Write out the lines below word for word, changing nothing.

Exercise input start

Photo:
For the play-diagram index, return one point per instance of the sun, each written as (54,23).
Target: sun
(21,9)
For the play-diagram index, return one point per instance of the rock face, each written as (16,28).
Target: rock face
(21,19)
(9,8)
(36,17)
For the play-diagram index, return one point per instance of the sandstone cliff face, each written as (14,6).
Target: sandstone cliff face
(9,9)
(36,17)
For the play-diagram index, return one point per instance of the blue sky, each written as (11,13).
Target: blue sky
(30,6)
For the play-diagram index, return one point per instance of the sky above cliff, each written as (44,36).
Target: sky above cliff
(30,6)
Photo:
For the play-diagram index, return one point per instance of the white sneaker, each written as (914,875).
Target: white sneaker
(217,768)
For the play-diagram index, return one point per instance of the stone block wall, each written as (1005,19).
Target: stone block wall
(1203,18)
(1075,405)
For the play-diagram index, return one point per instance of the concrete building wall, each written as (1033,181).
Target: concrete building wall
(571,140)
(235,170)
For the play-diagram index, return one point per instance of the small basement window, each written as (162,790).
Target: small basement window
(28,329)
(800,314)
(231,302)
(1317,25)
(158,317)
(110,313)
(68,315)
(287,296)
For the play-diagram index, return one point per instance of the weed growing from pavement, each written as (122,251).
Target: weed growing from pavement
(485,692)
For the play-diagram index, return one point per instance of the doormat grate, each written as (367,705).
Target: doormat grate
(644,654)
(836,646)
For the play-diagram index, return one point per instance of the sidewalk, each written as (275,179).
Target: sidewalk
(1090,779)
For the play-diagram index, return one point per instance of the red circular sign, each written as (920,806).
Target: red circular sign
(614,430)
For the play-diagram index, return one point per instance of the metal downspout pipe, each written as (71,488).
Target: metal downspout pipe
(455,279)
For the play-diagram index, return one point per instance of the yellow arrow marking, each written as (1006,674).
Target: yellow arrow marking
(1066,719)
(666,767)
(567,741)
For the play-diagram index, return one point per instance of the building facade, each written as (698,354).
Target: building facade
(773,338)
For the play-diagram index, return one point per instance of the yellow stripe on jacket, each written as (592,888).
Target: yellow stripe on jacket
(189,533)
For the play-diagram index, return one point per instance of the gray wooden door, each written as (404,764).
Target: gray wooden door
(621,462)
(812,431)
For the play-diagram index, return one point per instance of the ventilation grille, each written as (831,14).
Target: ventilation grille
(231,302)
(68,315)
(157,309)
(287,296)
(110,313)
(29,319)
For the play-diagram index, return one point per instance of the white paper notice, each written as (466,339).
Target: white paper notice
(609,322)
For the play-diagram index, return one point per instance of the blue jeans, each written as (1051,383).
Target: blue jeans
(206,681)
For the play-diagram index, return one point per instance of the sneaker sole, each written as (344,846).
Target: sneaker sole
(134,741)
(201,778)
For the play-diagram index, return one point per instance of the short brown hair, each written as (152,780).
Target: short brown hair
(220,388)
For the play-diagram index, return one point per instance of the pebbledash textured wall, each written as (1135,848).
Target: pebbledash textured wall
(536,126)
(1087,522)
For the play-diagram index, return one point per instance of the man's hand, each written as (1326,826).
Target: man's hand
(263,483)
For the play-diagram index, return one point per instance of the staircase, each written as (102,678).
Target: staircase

Exercise input end

→ **Output below**:
Photo:
For the play-diagram index, return one point per instance of the sun, each written as (54,23).
Target: sun
(21,9)
For the play-diagram index, return one point per instance of the rock face, each written as (16,28).
Target: rock face
(21,19)
(9,8)
(36,17)
For the play-diagram index, return one point per instance of the sandstone cliff face, each written as (14,6).
Target: sandstone cliff face
(9,9)
(36,17)
For the play-diagram index, return one point per instance of the blue sky, each written as (11,13).
Target: blue sky
(30,6)
For the play-diagram index, return one point per instance of the sky above cliff, each written as (44,36).
Target: sky above cliff
(30,6)
Photo:
For the play-diagram index, return one point per instance of the white sneaker, each written as (914,875).
Target: white sneaker
(217,768)
For the play-diagram index, return one point per instance of the stone block wall, each written as (1005,19).
Target: stone block wall
(1203,18)
(1075,405)
For the play-diagram index, return one point per instance of the concrete building wall, each written as (1033,181).
Target: concrete building wall
(571,140)
(235,170)
For the play-diagram index, return one point per instance of the small basement window, each written as (162,790).
Target: small basement window
(28,329)
(800,314)
(231,302)
(1317,25)
(158,317)
(110,313)
(68,315)
(287,296)
For the play-diagram index, return one point per instance of the weed growing from pavement, each written as (122,251).
Target: weed growing from pavement
(485,692)
For the play-diagram index, return one point per instance of the doormat grate, each written as (367,705).
Target: doormat grate
(644,654)
(836,646)
For the play-diagram index, return one point per instance of the sidewalk, each written as (275,179).
Target: sidewalk
(1090,779)
For the play-diagram index, return one point per instance of the red circular sign, each written as (920,806).
Target: red circular sign
(614,430)
For the play-diagram index, return one point per instance of the metal downspout pipe, each written as (71,488).
Target: metal downspout pipe
(455,279)
For the play-diagram index, return one point per instance of the yellow arrow marking, each written as (1006,674).
Target: yellow arrow marking
(1066,719)
(666,767)
(567,741)
For the play-diagram index, return one point per instance of the building facade, each written as (698,354).
Target: building facade
(773,338)
For the play-diagram index, return one point per instance of the yellow stripe on jacket, each written as (592,888).
Target: yellow stripe on jacket
(189,533)
For the play-diagram index, return one point per instance of the gray wooden door, each written as (404,764).
Target: gray wooden door
(621,462)
(812,431)
For the play-diagram index, return one point per instance of the ventilation grille, each written as (831,14).
Target: ventilation grille
(231,302)
(68,315)
(157,309)
(287,296)
(110,313)
(29,319)
For the play-diagram index, return one point per instance of the white paper notice, each written as (466,339).
Target: white paper notice
(609,322)
For the play-diagram index, return one point per instance of the blue jeans, each written as (1051,383).
Target: blue jeans
(206,681)
For the play-diagram index, return one point per instance of the sneaker sole, each written as (344,846).
Target: sneaker sole
(134,741)
(201,778)
For the play-diagram index, return one point per instance of the short brown hair, each written as (152,780).
Target: short brown hair
(220,388)
For the play-diagram index, return one point per instance of the pebbledash textured wall, each written as (1135,848).
Target: pebbledash textured wall
(536,126)
(1087,522)
For the play-diagram index, return one point per instance of the man's hand, each written as (1326,826).
Target: man's hand
(263,483)
For the play-diagram index, return one point per instance of the staircase, each written as (102,678).
Target: staircase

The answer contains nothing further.